■ Task instructions: Give the lines again, unchanged, starting with the line containing "If you could pick out the hedge" and ending with the last line of the data below.

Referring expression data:
________
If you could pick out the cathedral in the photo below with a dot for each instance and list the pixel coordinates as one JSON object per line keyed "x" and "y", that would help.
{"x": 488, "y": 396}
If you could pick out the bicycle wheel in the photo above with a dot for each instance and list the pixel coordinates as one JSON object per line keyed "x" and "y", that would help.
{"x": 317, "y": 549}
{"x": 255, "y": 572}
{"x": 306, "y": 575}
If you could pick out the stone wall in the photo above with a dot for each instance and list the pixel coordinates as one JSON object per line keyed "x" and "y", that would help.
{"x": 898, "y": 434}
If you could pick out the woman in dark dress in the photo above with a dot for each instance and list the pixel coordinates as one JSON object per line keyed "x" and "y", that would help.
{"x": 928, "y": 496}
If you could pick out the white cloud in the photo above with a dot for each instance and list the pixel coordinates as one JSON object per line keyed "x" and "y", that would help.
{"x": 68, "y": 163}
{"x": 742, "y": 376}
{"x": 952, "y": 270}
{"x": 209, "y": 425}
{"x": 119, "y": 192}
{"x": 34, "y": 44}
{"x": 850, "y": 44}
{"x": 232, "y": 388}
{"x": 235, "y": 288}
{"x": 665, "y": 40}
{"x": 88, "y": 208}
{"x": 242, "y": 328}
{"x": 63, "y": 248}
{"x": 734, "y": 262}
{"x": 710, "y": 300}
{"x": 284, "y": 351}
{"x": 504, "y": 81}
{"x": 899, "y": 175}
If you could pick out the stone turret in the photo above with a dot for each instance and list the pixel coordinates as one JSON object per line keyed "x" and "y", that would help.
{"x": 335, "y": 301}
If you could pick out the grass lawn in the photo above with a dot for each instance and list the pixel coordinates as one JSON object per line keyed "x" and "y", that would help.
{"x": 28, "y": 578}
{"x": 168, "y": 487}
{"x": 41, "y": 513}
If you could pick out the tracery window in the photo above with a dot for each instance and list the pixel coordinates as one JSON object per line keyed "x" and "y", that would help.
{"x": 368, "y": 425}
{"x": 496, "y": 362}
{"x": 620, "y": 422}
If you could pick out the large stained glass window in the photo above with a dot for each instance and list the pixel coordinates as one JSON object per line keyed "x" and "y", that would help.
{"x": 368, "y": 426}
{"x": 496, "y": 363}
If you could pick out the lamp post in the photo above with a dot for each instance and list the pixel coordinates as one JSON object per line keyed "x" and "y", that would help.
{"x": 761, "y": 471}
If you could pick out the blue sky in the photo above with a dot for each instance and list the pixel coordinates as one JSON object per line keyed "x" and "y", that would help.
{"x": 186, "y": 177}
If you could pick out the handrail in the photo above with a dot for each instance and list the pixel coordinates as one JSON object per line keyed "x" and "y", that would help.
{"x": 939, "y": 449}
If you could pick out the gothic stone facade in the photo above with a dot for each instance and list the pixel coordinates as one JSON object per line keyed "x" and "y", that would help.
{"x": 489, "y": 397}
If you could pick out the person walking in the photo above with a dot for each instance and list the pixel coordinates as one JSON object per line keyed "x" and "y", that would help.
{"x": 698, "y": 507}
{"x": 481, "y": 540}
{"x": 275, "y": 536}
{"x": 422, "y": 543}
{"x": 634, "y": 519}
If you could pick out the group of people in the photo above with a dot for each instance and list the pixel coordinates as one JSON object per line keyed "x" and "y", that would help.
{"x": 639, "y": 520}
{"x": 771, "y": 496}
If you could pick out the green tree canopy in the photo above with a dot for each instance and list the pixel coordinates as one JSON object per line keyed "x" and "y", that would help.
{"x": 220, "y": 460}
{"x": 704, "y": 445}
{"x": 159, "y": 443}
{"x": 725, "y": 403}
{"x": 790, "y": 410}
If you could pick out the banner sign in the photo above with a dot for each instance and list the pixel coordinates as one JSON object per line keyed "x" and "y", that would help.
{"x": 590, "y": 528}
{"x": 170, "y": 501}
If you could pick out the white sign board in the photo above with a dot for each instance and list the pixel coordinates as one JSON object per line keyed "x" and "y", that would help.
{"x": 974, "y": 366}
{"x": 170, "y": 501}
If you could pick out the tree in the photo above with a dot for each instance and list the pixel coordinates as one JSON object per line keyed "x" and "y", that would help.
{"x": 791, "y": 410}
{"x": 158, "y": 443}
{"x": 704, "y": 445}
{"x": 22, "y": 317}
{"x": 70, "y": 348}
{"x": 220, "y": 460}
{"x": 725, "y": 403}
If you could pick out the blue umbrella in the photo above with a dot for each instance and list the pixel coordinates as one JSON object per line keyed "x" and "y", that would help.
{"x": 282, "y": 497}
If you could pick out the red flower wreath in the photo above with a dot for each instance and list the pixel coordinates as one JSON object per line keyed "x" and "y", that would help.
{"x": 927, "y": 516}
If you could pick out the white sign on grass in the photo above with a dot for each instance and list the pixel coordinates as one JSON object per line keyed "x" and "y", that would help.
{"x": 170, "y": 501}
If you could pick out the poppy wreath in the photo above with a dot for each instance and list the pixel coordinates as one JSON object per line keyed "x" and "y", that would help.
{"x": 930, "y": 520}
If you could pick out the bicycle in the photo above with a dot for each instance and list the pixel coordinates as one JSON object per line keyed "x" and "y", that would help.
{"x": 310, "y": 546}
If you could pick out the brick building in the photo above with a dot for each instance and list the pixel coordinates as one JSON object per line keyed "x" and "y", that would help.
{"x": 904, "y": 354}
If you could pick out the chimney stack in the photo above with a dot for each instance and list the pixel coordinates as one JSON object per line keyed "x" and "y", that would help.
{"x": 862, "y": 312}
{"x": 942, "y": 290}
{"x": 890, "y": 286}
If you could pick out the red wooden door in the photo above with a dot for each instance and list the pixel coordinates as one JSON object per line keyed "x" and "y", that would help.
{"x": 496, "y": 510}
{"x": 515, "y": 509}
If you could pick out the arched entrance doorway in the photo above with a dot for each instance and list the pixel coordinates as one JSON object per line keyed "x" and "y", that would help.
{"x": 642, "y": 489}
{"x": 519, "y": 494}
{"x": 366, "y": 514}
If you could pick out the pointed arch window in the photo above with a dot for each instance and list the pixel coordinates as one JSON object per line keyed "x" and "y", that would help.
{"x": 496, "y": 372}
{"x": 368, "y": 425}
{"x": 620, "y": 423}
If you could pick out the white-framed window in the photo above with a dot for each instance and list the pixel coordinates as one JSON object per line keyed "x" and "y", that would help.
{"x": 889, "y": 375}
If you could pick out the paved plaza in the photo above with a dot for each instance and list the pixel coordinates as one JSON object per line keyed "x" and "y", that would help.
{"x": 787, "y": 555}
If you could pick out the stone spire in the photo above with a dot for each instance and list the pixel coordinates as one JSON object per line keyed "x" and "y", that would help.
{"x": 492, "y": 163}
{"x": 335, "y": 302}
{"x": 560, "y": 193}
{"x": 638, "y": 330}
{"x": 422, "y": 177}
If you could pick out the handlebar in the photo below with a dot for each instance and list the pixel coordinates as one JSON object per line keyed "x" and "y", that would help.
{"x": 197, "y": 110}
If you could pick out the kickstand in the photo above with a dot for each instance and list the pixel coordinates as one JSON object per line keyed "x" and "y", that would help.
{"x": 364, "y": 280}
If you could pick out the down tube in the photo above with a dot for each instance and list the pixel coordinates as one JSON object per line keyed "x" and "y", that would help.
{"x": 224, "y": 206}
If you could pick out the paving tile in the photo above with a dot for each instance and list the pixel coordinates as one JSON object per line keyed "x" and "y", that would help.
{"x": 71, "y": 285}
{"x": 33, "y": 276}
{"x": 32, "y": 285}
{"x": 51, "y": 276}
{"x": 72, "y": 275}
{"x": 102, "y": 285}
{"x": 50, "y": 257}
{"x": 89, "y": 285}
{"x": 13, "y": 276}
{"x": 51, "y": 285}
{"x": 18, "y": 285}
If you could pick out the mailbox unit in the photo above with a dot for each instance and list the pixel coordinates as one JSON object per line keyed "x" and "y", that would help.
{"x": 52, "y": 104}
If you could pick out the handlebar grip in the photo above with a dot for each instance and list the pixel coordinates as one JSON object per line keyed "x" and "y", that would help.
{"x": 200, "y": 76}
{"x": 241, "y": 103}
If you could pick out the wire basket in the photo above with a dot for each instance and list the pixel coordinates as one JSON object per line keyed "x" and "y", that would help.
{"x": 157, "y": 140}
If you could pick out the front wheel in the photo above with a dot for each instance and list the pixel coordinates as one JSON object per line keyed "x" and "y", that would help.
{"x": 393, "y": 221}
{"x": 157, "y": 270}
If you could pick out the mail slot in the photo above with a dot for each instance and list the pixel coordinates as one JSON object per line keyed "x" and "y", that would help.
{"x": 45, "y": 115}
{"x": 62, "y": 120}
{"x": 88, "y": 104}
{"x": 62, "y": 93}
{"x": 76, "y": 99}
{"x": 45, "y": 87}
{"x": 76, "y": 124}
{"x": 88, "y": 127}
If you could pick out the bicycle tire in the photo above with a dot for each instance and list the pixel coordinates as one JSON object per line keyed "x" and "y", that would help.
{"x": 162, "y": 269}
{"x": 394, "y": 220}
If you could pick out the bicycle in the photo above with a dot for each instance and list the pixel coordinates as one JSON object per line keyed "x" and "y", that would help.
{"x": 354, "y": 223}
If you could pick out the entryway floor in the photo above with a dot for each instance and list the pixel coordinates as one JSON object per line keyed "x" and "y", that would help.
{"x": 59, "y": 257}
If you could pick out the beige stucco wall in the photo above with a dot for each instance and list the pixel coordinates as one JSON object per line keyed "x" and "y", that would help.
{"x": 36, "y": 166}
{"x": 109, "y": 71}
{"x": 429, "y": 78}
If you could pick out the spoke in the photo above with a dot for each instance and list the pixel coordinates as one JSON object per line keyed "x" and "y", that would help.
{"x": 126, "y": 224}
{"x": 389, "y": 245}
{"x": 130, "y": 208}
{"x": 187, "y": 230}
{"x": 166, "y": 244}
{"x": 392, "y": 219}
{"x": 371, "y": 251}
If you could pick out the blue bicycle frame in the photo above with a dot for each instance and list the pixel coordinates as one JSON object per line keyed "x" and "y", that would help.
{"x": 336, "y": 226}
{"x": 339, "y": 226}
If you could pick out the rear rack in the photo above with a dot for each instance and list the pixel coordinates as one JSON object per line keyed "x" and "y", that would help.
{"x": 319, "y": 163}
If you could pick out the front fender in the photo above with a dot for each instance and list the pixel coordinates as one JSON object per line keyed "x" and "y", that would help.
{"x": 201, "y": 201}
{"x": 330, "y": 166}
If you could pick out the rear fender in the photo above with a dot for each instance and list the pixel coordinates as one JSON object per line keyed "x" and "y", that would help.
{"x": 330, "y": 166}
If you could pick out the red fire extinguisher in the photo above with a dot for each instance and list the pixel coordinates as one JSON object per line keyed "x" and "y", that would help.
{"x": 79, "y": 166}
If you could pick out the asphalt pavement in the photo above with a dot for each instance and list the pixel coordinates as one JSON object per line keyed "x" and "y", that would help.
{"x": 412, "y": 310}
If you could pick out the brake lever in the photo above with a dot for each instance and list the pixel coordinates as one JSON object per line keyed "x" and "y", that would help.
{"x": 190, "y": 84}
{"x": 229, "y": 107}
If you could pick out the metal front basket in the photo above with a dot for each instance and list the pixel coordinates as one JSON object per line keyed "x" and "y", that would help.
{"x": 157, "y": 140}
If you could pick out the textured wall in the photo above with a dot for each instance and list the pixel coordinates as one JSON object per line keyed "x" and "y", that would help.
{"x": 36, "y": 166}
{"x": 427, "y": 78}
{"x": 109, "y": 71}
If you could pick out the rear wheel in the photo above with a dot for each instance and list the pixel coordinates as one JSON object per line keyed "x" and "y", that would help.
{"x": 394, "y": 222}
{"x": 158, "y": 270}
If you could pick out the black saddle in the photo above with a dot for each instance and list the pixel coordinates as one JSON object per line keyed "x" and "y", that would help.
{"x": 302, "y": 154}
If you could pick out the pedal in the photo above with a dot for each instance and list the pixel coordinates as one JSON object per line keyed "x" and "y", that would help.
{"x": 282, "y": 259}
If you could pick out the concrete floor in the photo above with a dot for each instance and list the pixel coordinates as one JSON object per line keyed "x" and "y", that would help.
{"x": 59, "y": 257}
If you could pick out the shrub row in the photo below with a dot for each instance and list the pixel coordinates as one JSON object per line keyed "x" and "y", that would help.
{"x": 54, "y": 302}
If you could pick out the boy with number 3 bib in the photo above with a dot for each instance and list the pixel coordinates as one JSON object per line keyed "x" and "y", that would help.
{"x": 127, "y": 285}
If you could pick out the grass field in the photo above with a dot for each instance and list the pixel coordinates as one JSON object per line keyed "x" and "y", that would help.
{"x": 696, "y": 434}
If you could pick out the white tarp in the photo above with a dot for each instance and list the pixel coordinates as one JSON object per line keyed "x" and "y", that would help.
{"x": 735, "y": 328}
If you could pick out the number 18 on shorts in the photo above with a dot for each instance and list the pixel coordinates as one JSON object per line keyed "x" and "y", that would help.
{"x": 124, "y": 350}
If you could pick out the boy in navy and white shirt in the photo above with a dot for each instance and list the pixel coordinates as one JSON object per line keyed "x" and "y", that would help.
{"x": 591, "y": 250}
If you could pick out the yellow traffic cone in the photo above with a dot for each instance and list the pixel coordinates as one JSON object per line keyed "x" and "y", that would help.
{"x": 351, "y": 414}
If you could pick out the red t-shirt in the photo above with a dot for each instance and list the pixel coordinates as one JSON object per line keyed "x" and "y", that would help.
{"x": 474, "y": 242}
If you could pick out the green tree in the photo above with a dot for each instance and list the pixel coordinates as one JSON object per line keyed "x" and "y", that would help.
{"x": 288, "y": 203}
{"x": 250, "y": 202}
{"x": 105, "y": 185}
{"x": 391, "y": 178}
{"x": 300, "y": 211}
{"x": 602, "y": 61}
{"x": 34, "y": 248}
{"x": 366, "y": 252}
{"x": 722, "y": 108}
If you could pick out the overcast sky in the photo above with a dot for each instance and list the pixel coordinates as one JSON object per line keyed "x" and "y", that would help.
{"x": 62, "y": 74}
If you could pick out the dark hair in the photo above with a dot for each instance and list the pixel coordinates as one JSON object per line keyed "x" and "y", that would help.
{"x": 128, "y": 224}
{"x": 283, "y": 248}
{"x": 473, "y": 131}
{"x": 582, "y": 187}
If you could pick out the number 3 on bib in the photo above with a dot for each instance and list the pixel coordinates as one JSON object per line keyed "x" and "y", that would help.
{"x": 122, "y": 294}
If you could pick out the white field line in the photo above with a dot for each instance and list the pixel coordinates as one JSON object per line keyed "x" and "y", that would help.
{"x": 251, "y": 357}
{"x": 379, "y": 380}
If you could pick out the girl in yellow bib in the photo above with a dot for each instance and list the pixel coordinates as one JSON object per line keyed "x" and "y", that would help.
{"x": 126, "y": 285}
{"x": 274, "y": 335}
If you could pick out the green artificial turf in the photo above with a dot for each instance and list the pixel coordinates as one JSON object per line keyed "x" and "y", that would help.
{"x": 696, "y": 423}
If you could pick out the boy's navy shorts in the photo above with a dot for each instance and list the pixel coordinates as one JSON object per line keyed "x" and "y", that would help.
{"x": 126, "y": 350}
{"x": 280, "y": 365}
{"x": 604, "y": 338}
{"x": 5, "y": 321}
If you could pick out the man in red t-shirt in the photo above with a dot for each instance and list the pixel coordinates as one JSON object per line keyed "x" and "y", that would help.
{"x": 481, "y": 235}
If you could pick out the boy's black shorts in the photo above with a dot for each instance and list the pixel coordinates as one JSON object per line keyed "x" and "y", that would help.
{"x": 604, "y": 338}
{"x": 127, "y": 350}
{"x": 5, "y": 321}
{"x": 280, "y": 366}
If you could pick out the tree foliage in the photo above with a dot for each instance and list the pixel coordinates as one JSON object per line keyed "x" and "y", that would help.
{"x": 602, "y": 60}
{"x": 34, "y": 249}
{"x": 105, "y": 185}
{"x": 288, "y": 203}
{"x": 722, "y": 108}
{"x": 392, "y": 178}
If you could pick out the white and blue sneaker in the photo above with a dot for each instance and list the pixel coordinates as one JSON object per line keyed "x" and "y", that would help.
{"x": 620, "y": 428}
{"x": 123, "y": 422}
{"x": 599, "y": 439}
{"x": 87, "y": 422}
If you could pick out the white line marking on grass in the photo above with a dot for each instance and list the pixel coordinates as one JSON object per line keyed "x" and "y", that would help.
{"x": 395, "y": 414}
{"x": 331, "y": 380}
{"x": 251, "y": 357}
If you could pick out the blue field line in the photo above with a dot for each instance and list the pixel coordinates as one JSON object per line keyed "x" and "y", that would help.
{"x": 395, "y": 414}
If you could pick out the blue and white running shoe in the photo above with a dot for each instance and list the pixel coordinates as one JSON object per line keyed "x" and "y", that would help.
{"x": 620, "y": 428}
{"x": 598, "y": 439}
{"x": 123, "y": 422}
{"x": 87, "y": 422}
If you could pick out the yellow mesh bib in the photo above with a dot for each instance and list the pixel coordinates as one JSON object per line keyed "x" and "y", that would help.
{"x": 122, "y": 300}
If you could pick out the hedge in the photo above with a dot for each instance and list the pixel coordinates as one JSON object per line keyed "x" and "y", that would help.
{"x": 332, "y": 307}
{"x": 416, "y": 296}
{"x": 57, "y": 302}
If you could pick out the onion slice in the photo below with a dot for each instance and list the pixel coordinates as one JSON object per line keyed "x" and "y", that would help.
________
■ Solution to this problem:
If you could pick out the hedge in the photo above with a dot for each instance and list the pixel coordinates as one JSON object per line keyed "x" and "y", that would help.
{"x": 332, "y": 307}
{"x": 416, "y": 296}
{"x": 57, "y": 302}
If you could pick out the onion slice in the photo below with a dot for each instance and list the pixel coordinates as one JSON object per line keyed "x" and "y", that would help.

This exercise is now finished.